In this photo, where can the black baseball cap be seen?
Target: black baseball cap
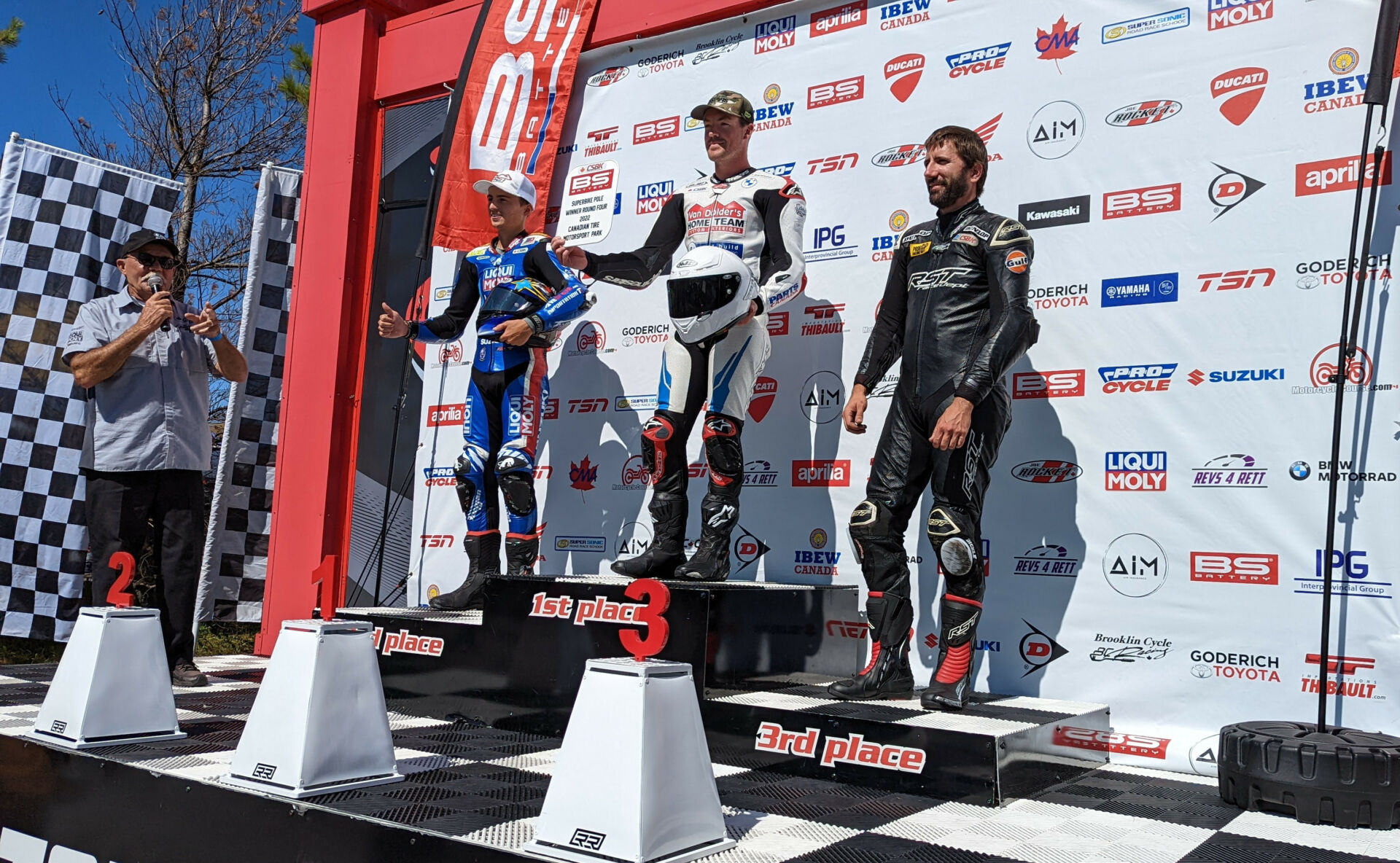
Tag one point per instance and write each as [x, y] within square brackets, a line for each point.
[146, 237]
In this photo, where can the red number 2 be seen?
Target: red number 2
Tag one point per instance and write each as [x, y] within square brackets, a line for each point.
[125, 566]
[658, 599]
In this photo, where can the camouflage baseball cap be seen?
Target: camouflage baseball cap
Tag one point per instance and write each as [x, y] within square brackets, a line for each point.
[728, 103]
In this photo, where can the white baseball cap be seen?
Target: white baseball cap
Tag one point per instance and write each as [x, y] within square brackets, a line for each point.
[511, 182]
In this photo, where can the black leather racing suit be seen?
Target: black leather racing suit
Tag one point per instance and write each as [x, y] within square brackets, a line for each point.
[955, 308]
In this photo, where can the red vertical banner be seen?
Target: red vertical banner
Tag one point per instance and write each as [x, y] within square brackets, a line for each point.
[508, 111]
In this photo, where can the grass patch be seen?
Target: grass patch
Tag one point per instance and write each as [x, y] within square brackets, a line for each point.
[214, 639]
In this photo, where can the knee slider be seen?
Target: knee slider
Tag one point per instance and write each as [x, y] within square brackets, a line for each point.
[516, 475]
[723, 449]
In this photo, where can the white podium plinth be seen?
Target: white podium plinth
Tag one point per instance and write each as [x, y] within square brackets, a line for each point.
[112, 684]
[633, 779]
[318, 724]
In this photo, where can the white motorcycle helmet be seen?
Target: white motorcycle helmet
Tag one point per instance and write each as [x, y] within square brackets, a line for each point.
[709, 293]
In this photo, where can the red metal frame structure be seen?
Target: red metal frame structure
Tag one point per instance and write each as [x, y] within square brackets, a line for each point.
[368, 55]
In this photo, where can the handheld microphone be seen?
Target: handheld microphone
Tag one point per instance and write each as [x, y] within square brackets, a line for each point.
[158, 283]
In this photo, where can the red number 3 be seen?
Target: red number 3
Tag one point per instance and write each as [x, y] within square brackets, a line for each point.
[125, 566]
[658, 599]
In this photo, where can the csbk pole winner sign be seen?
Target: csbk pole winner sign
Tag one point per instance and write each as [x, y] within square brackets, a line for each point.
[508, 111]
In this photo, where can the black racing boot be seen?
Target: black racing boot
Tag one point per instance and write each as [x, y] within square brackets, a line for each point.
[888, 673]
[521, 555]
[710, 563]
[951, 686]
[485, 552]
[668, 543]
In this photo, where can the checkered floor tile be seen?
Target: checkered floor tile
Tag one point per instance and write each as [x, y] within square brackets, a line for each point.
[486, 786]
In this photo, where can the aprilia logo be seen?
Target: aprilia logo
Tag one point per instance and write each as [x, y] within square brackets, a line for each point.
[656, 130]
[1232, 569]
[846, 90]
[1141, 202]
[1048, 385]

• Exercise description
Repeat the records in full, exactly as they appear, without the pictures.

• Written response
In this photo, where can the black baseball cap be seen?
Target: black baseball cap
Tag one point per instance and write each as [x, y] within square brackets, a line for each point.
[146, 237]
In this photo, where can the red number 2 be seen?
Target: red number 2
Tag one point per instance and write each as [x, y] within square brackets, a line for each point.
[125, 566]
[658, 599]
In this photo, where can the camouflage baseball cap be seen?
Target: camouflage baseball cap
Tag one point per instance and write each as [x, y] within square brackets, a line for each point.
[728, 103]
In this photo, where can the white baseball cap be seen?
Target: white baseball cap
Tag one point per instance and write each as [x, y] within square brackets, a line for each point.
[511, 182]
In this photo, where can the black leather racing suit be seen?
Target: black leather racing suit
Tag one point per instance and write each as [x, y] within square brackets, a line for each point.
[955, 308]
In this photo, where can the red vertical banner be seen?
Target: red vertical banner
Tag one point per instance and write each as [x, y] within square brackets, a line for each point.
[508, 111]
In this photo, where can the grass patch be seen?
Target: grass patch
Tag one point per instance and write each as [x, y] within square brackets, a line for each point.
[214, 639]
In this photo, where can the knee slider be seen?
Target: knee slider
Tag one point per instance and write each as [x, y] within square brackets, a line for each point.
[516, 475]
[723, 449]
In this photo, where can the white podium plinth be seen?
Target: white podium plinth
Tag one point per instance and write each as [x, y] within square brackets, a line for each point.
[112, 684]
[633, 779]
[318, 724]
In this photo, where can the white motorcycle helmet be seen?
Target: white motorcycle helmet
Tag one point per instance and write each as [x, y] within square brackets, a line for each point.
[709, 293]
In this photo, where can the red metal frame structure be seen?
Target: red metal frame structure
Tag one point per instance and write each as [x, y] within square brackets, a line for each point.
[368, 55]
In this photo, where can the handheld microphone be seen?
Target: handheld microphone
Tag one point per instance and write each as [x, y] within square brackets, a line for each point.
[158, 283]
In this photo, where can the red number 3 be seen?
Target: red number 3
Tag one point per instance and write each as [x, y] within square brackets, a line for each point.
[125, 566]
[658, 599]
In this photo, where can the csbk pole winner sign be seen?
Target: csbk pole winner sign
Tag one point per instance and write each as [x, y] within square brackets, a line for each point.
[508, 111]
In this photo, where can the black racing boot be seen?
Target: black racing boot
Tag one point per instance and write each as [x, y] within square brackets, a line for each point.
[888, 673]
[521, 555]
[710, 563]
[951, 686]
[485, 552]
[668, 543]
In this photo, where can the checkered floor tile be seen?
Target: checkered floor tile
Tag one point per instance and write each as [x, y] within square brackets, a line for each point.
[486, 786]
In this photo, where can the aprilia logo be seen?
Target: aprilia logo
Tag one point per instance and write each as [x, y] within square brackets, a line for each point.
[656, 130]
[1232, 569]
[846, 90]
[1141, 202]
[1048, 385]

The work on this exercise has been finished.